提供された抜粋:

^^^^^^^^^^^^^^^^

環境問題から美味しい日本酒探しまで! シビックテックの幅広いプロジェクトとは?
NFTを活用したコミュニティトークン:MintRally
元々は後述のプロジェクト持ち寄り型開発イベント「ソーシャルハックデー」に参加しているコントリビュータ向けにトークンを発行しよう! というアイデアから始まったプロジェクトです。イベント参加者のインセンティブとしてNFTを発行することで、複数回参加している人やコミット度の高い人に対して特別なプレゼントをしたり、貢献度の証明をしたりすることができるようになります。現在は開発イベントだけでなく、シビックテックの国内最大級イベントである「Code for Japan Summit」や行政デジタル改革共創会議「デッカイギ」など、さまざまなイベントで活用されています。
カーボンフットプリント可視化アプリ:じぶんごとプラネット
国立環境研究所との共同開発プロジェクトです。市民ひとりひとりが自らの生活スタイルとカーボンフットプリント(モノやサービスの消費によって直接・間接的に生じる温室効果ガス排出量)との関係を知り、定量的な診断結果に基づいて具体的な脱炭素アクションを選ぶことができるカーボンフットプリント可視化プラットフォームとして、独自の計算アルゴリズムを用いてOSS開発に取り組んでいます。第一弾としてリリースされたアプリでは、移動・住居・食・モノとサービスに関する約10個の簡単な質問に答えることで、誰でも無料で自分の生活スタイルから生じるカーボンフットプリントと自分に合った脱炭素アクションを知ることができます。
酒蔵データ:Code for SAKE「Sakepedia」
地方に点在する小さな酒蔵の酵母が絶滅の危機に瀕しており、それについてパネルトークをしたことから始まったプロジェクトです。Code for Japan Summit 2018の開催地が新潟だったので、スタートアップで酒蔵や酵母について研究していた三宅さん、Code for Aizuに参加していて日本酒に詳しい前田さん、酒粕を使った商品開発に携わったことがある著者の武貞の3名で企画を出しました。現在は、Code for YOKOHAMAの前川さんがキャプテンとしてプロジェクトをリードしています。
LODチャレンジ2016で発表された日本酒の銘柄・テイスティング結果を登録できるアプリケーションを元に、開発者の方々から了承を得て機能を追加し、現在の「Nuxst版Sakepedia」を作成しました。ユーザーは酒蔵・銘柄・日本酒名のデータを更新、追加するだけでなく、酒蔵近隣の温泉情報や、オススメのマリアージュ・フードペアリングも投稿できます。

^^^^^^^^^^^^^^^^

課題の要件:
1) この抜粋の内容から、以下の問いに答えよ。答えにも同じ記号を付けること。
(a) MintRallyは、もともと誰に向けてトークンを発行するアイデアから始まったか。
(b) じぶんごとプラネットは、どことの共同開発プロジェクトか。
(c) 現在、キャプテンとしてSakepediaをリードしているのは誰か。
2) 次の各文がこの抜粋と合っているかを判定し、「はい」か「いいえ」で答えよ。判定の根拠となる抜粋の語句もそのまま引用すること。
(a) じぶんごとプラネットのアプリを使うには料金がかかる。
(b) Code for Japan Summit 2018は新潟で開かれた。
(c) MintRallyは、現在も開発イベントでしか使われていない。
3) この抜粋を二文で要約せよ。

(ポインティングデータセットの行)
^^^^^^^^^^^^^^^^

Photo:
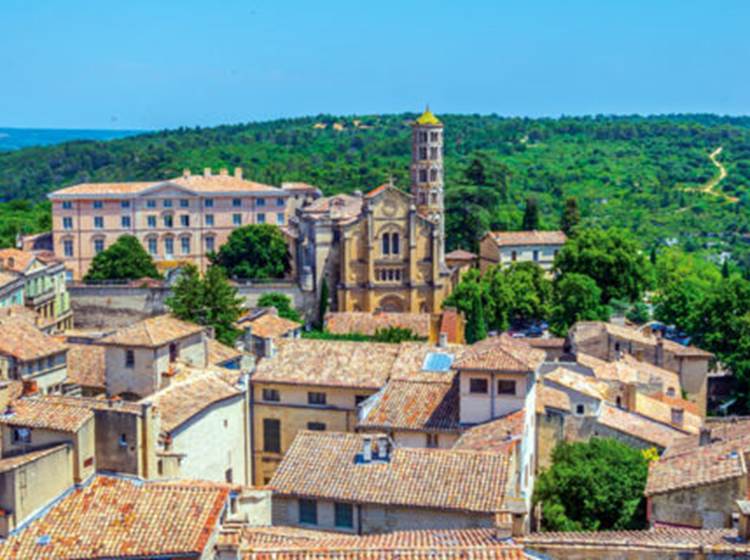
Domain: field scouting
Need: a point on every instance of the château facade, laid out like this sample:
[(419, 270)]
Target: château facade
[(383, 250)]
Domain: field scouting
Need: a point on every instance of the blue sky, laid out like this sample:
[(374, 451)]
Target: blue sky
[(164, 63)]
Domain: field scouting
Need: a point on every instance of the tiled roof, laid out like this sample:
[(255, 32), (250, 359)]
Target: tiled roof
[(494, 436), (15, 259), (11, 463), (425, 478), (152, 332), (416, 405), (637, 426), (23, 341), (219, 353), (289, 543), (123, 518), (512, 238), (368, 323), (501, 353), (706, 464), (180, 401), (329, 363), (577, 382), (40, 412), (270, 325), (86, 365), (707, 541)]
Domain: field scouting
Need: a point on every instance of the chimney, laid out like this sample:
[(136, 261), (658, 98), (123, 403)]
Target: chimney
[(743, 529), (443, 340), (383, 448), (366, 449)]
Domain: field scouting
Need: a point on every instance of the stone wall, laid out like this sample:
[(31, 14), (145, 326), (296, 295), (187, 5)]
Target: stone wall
[(112, 307)]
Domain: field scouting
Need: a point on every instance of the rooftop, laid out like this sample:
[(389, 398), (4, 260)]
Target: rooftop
[(152, 332), (369, 323), (533, 237), (122, 518), (426, 478)]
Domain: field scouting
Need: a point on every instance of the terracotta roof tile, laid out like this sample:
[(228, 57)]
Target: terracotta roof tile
[(511, 238), (426, 478), (123, 518), (152, 332), (369, 323)]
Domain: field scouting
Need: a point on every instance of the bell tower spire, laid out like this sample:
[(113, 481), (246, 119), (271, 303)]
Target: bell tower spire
[(427, 170)]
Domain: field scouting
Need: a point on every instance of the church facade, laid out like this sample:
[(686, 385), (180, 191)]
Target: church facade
[(383, 250)]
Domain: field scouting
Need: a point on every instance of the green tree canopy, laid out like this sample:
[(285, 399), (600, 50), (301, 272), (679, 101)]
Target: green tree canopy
[(576, 298), (254, 252), (611, 257), (593, 486), (282, 303), (125, 259)]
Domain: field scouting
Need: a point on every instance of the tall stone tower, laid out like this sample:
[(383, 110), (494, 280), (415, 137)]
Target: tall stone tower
[(427, 170)]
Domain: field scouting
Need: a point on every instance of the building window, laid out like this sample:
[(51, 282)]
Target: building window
[(271, 395), (129, 359), (316, 398), (478, 385), (308, 512), (271, 435), (21, 435), (343, 515), (506, 387)]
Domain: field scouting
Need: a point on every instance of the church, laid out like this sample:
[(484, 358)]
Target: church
[(383, 250)]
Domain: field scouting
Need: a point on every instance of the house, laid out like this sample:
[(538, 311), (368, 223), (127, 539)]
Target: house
[(609, 342), (182, 219), (44, 286), (205, 427), (117, 518), (141, 358), (28, 354), (315, 385), (507, 247), (363, 484)]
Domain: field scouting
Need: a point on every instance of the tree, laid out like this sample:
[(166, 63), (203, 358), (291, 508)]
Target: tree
[(570, 216), (282, 303), (611, 257), (593, 486), (576, 298), (125, 259), (531, 215), (211, 301), (254, 252)]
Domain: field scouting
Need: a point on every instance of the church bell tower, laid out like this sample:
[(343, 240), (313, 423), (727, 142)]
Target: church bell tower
[(427, 170)]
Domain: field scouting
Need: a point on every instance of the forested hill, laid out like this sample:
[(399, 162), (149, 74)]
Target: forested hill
[(643, 173)]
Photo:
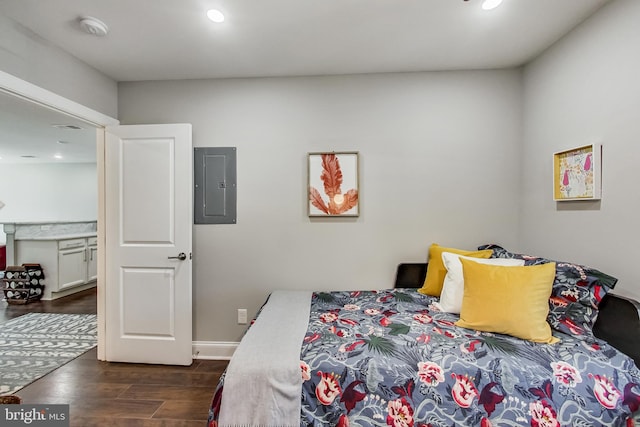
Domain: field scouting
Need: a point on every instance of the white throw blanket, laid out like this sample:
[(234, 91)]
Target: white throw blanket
[(263, 383)]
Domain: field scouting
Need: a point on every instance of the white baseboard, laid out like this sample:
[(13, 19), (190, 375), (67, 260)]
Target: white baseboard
[(213, 350)]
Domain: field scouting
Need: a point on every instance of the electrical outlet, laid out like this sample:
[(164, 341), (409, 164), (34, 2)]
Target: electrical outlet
[(242, 316)]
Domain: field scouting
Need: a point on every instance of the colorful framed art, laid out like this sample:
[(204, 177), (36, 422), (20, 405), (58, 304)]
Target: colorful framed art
[(577, 173)]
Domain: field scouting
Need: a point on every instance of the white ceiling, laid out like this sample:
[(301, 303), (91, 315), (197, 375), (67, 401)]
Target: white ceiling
[(173, 39)]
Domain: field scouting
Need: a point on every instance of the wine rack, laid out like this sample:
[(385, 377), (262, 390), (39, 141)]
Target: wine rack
[(23, 284)]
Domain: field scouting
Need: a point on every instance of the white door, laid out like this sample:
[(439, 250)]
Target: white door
[(148, 180)]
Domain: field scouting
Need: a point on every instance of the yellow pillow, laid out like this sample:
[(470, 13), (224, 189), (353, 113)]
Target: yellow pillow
[(436, 270), (508, 300)]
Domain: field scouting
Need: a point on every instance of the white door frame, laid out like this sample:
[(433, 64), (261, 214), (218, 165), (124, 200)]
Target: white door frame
[(17, 87)]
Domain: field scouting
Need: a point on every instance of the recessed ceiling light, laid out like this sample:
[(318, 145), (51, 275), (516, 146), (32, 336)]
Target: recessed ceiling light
[(93, 26), (73, 127), (491, 4), (215, 15)]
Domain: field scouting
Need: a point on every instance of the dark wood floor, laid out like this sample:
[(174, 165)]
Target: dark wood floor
[(120, 394)]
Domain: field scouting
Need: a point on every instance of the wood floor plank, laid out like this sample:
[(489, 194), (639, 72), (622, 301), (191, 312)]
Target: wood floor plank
[(69, 390), (130, 422), (143, 391), (114, 408), (183, 410)]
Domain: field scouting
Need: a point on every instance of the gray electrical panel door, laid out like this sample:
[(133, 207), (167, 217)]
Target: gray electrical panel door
[(215, 185)]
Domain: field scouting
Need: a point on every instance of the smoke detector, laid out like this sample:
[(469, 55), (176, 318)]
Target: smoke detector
[(93, 26)]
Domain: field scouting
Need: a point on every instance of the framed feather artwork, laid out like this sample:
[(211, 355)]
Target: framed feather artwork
[(333, 184)]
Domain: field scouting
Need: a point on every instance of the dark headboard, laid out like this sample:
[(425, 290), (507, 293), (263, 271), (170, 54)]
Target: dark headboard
[(618, 320)]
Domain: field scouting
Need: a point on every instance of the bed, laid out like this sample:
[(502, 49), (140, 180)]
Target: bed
[(391, 357)]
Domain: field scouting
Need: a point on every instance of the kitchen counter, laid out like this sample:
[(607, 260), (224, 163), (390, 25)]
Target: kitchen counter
[(59, 236)]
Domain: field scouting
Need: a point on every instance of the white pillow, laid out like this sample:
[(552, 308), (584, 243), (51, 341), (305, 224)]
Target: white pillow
[(453, 286)]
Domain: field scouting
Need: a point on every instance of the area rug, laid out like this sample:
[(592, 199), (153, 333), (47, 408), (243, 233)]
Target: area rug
[(35, 344)]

^^^^^^^^^^^^^^^^

出力:
1)
(a) ソーシャルハックデーに参加しているコントリビュータ
(b) 国立環境研究所
(c) Code for YOKOHAMAの前川さん

2)
(a) いいえ。「誰でも無料で自分の生活スタイルから生じるカーボンフットプリントと自分に合った脱炭素アクションを知ることができます」
(b) はい。「Code for Japan Summit 2018の開催地が新潟だったので」
(c) いいえ。「現在は開発イベントだけでなく、シビックテックの国内最大級イベントである「Code for Japan Summit」や行政デジタル改革共創会議「デッカイギ」など、さまざまなイベントで活用されています」

3) この抜粋では、シビックテックのプロジェクトとして、イベント参加者にNFTを発行するMintRally、国立環境研究所と共同開発したカーボンフットプリント可視化アプリのじぶんごとプラネット、酒蔵データを扱うSakepediaが紹介されている。Sakepediaでは、ユーザーは酒蔵・銘柄・日本酒名のデータを更新、追加できるほか、酒蔵近隣の温泉情報やオススメのマリアージュ・フードペアリングも投稿できる。